WHAT NEEDS TO BE DONE = In the text on challenges facing Indian exports, what is the stated average credit rate for exports?


 Contrary to popular belief, the depreciation in the exchange rate of Rupee  is not going to significantly benefit our  exports as it is expected to be short lived and most of the exporters have already hedged their exports at Rs.45-46 to a dollar. On the contrary, the depreciation will make imports costlier and thereby fuel the inflation. The present depreciation will also swell our trade deficit and will make it difficult to manage. Therefore, RBI should ensure against high volatility in exchange market through selective intervention.

 Another challenge is the high cost of exports credit. With the adoption of base rate, dispensing with concessional export credit, and frequent increase in the base rates, the cost of export credit has gone up substantially in last one year. Rate of interest for Rupee Export credit has already crossed over 11.5% and many banks are charging as high as 13.%. The average credit rate for exports is about 12%. Government has recently introduced 2% interest subvention scheme for MSME manufacturer exporters and exporters of highly labour intensive sectors of Handicrafts, Carpets and Handlooms with effect from 1st April, 2011. The 2% subvention will not meet the aspiration of exporters as even factoring of the same will take export credit to over 10% at a time when credit rate in most of our competing partners is less than 5% and below 2% in Euro zone and US.

 Indian exports are burdened with the incidence of State and local taxes. These levies are making our exports more uncompetitive. We thought that GST, even two tier GST, will provide some relief as state duties can be offset under State GST. However, the goal poles are shifted and its introduction from next financial year is highly unlikely given the constitutional amendments required in the meantime.  Therefore, State Taxes like, Sales Tax on Petroleum products, Purchase Tax, Turnover Tax, Octroi, Electricity Duty, etc. should be refunded to exporters through some schemes to impart competitiveness to exports and ensuring zero rebating as well.

 High transaction costs are another bane of Indian exports. Department of Commerce has put it between 5-8% of exports .The cost can be brought down substantially with effective EDI. It is imperative that all 13 community partners like Customs, DGFT, Banks, Ports, Airports, Shipping Agencies, Export Inspection Agencies and other regulatory agencies that are involved in the process of export and import should be brought under EDI for rendering highly effective and efficient EDI enabled services to exporters and importers.  All these departments may have to upgrade their EDI set up within a fixed time frame. Such effective interface will help in reducing transaction time and cost.

THE DATA =
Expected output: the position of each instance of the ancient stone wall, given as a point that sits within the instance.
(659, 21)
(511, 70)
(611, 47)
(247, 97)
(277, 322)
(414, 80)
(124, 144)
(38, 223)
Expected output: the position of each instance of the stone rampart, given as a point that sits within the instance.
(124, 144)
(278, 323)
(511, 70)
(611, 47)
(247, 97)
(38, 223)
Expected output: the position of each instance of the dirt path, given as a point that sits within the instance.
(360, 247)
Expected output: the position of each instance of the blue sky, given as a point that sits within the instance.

--

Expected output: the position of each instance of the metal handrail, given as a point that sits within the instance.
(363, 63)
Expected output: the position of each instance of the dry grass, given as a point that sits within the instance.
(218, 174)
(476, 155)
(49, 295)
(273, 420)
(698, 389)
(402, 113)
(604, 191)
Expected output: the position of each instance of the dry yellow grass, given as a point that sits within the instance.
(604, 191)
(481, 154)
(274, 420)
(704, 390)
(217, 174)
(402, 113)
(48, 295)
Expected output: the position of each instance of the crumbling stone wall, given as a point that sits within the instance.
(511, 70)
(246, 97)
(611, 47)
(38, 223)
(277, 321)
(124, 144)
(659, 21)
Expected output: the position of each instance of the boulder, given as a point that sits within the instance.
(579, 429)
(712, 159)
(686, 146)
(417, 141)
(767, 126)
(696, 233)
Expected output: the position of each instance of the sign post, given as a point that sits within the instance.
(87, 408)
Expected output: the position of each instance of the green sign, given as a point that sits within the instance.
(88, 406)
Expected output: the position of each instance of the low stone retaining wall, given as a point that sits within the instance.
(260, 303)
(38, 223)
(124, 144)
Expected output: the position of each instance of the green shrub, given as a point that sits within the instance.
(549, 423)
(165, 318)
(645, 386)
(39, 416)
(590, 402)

SOLUTION = About 12%.